▸ **What is asked**
All material below is to be reproduced exactly.

====== Information supplied ======

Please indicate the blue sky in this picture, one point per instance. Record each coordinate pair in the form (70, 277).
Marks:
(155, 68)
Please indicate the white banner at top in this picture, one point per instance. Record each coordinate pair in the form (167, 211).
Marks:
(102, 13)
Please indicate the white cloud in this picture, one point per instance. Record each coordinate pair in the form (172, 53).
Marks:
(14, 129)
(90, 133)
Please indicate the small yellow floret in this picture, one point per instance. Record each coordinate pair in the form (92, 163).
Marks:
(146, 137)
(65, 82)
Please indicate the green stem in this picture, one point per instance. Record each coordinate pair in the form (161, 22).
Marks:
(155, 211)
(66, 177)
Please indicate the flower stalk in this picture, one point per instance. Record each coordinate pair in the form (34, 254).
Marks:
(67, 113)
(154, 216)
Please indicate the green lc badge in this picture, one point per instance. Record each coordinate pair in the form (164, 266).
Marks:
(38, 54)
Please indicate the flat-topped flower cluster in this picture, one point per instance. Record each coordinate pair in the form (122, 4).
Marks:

======

▸ **Exercise answer**
Please indicate the blue sky in this picture, one point per instance. Record each coordinate pair in the form (70, 277).
Marks:
(155, 68)
Please indicate the white banner at top in this picture, one point per instance. Record each coordinate pair in the form (167, 211).
Marks:
(102, 13)
Please indicate the white cloud in this picture, one point per instance. Record each coordinate pair in the form (172, 53).
Marks:
(14, 129)
(90, 133)
Please indicate the small yellow floret in this picture, one point per instance. Record each coordinate pair in the form (92, 163).
Marks:
(146, 137)
(65, 82)
Please indicate the green stem in this picture, one point per instance. Record each coordinate pair in the form (161, 22).
Marks:
(155, 211)
(66, 177)
Please indicate the flower stalk in this picture, one point per instance. Record each coordinate pair in the form (34, 254).
Marks:
(67, 113)
(154, 216)
Please indicate the green lc badge in this picture, one point per instance. Record each coordinate pair in the form (164, 266).
Marks:
(38, 54)
Please indicate the flat-topped flower cluster in this picture, one point per instance. Record each coordinate pair in the form (122, 4).
Marks:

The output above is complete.